### [Your objective]
Please copy all of the entries below, substituting "test split" for every occurrence of "evaluation set" and leaving everything else unchanged.

(Dataset items)
▼
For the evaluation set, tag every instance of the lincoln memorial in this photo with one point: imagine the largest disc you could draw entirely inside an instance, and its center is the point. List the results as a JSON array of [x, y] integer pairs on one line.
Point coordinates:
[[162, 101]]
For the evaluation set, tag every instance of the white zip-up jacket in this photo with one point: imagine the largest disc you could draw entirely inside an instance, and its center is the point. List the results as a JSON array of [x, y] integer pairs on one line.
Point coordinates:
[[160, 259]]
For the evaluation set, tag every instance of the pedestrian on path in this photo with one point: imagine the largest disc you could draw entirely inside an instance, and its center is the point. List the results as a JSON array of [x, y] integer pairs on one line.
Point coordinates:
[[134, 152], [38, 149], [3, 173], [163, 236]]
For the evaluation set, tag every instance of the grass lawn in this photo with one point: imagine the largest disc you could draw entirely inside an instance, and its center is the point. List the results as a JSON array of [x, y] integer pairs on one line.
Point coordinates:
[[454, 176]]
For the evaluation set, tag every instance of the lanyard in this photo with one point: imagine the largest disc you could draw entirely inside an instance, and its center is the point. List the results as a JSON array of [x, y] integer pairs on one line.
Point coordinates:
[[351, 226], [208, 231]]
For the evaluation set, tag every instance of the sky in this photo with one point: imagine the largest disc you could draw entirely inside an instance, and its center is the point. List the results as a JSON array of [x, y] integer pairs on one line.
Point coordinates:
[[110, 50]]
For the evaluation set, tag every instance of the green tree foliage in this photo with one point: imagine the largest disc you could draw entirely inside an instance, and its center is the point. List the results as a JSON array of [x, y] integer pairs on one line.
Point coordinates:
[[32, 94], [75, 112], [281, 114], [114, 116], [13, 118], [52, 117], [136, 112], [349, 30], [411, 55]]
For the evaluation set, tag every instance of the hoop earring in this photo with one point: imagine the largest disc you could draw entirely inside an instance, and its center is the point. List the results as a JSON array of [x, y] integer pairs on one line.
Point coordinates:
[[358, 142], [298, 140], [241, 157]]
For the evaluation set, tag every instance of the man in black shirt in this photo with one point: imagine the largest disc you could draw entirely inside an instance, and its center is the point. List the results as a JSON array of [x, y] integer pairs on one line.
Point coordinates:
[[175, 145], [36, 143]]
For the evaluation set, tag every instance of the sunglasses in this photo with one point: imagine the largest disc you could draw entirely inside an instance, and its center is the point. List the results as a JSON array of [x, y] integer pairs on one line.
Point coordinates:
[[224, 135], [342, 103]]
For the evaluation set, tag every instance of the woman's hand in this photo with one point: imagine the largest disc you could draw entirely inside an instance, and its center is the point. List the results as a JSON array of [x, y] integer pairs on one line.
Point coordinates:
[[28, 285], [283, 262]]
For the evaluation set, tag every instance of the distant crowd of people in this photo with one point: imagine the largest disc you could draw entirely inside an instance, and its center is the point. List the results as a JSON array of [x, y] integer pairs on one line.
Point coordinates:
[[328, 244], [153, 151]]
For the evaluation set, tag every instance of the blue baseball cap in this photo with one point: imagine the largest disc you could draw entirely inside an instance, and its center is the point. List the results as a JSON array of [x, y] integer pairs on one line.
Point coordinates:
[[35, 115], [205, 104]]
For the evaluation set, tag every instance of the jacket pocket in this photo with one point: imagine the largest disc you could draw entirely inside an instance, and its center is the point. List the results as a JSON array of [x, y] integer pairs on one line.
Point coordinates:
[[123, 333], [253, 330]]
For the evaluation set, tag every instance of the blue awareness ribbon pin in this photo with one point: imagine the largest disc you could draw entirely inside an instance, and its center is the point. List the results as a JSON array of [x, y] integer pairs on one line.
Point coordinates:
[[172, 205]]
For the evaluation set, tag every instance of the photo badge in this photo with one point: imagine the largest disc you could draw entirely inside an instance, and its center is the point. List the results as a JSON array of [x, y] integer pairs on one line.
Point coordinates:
▲
### [Solution to the problem]
For the test split, tag every instance of the lincoln memorial in this photo with one point: imagine the largest disc you could draw entirely inside an instance, and its center is the point. List the results as a JSON array of [x, y] integer pairs on one line.
Point coordinates:
[[162, 101]]
For the test split, tag every instance of the white zip-up jacket in this photo with one point: imagine the largest disc you could draw entirely inside an instance, and its center is the point. List the results as a JSON array of [x, y] integer pairs on one line.
Point coordinates:
[[160, 259]]
For the test split, tag every instance of the pedestrian on path in this photo with one point: imagine the largest disc you could draw entirely inside an instance, and its center is the point. List the results as a JSON array of [x, y] integer pairs on one line.
Point coordinates:
[[134, 152], [38, 149], [3, 173], [163, 236]]
For the test split, tag every instance of the grass lawn in this photo with one point: imagine the largest disc you could draw entirely inside an instance, and its center is the point. List the results as a JSON array of [x, y] integer pairs on one line.
Point coordinates:
[[454, 176]]
For the test split, tag every instance of the lanyard in this photo with one point: imagine the largest disc you could draw entirely inside an instance, and its center is the point. List the results as a JSON array of [x, y] integer pairs on one line.
Point coordinates:
[[351, 226], [208, 231]]
For the test split, tag every instance of the sky in this photo with one point: imagine the largest disc you could draw entirely inside an instance, and its center is the point. List the results as a JSON array of [x, y] integer pairs on one line.
Point coordinates:
[[110, 50]]
For the test split, tag every instance of the green tree foliage in this photo with one point: imagine the largest disc you could draw entirely inside an instance, and its center is the point. List the results as a JSON array of [x, y] integer pairs on one line.
Point coordinates:
[[32, 94], [75, 112], [281, 114], [114, 116], [13, 118], [52, 117], [136, 112], [349, 30], [411, 55]]
For the test split, tag every instance of the hoop earring in this photo with one point: imagine the largest disc you could draw entirely inside an instance, and its center is the point. List the results as a JSON array of [x, y] integer pairs on one line.
Point coordinates:
[[358, 142], [298, 140], [241, 157]]
For the test split, tag every instance of the man in black shirt in this photo with one point: imagine the largest disc you could draw entirely inside an instance, and its center is the point. List the results as a JSON array of [x, y] integer pairs on one line.
Point coordinates:
[[175, 145], [36, 143]]
For the test split, tag every instance of the sunglasses in this photo with one point: imagine the largest disc you could draw entirely inside an instance, and its center is the point. List the results as a JSON array of [x, y] integer pairs on one line.
Point coordinates:
[[224, 135], [342, 103]]
For the test split, tag every instance of the woman's hand in this photo with one point: imagine the largest disc you could draw entirely inside an instance, and its center is the point. List the results as a JSON array of [x, y] integer pairs on one line.
Point coordinates:
[[28, 285], [283, 262]]
For the test split, tag every instance of the distant crowd of people in this photo with one point: imagine the largest disc you could draw entirely inside an instance, and its center is the point. List the results as a JSON array of [x, y] integer pairs on one line.
Point coordinates:
[[328, 244], [153, 151]]
For the test split, tag every instance of the blue baseball cap in this photo with one point: imagine the largest disc you could draw entirely inside an instance, and its center is the point. List the results as a JSON array of [x, y] integer pairs on one line.
Point coordinates:
[[35, 115], [205, 104]]
For the test split, tag every instance of the jacket pocket in this photo with one point: imagine the largest disc you could draw entirely inside an instance, and its center is the point. List the results as a JSON array of [x, y] integer pairs on one line.
Point coordinates:
[[123, 333], [253, 330]]
For the test split, tag every instance of the blue awareness ribbon pin in this photo with one point: imagine the largest disc you could draw entirely inside an instance, and its center is the point. List the results as a JSON array of [x, y] integer pairs on one line.
Point coordinates:
[[172, 205]]
For the test split, tag every instance of the photo badge in this photo with one point: imagine the largest disc you could draw entirely inside an instance, and its center is the point. List the results as a JSON array of [x, y] integer pairs on one line.
Point coordinates:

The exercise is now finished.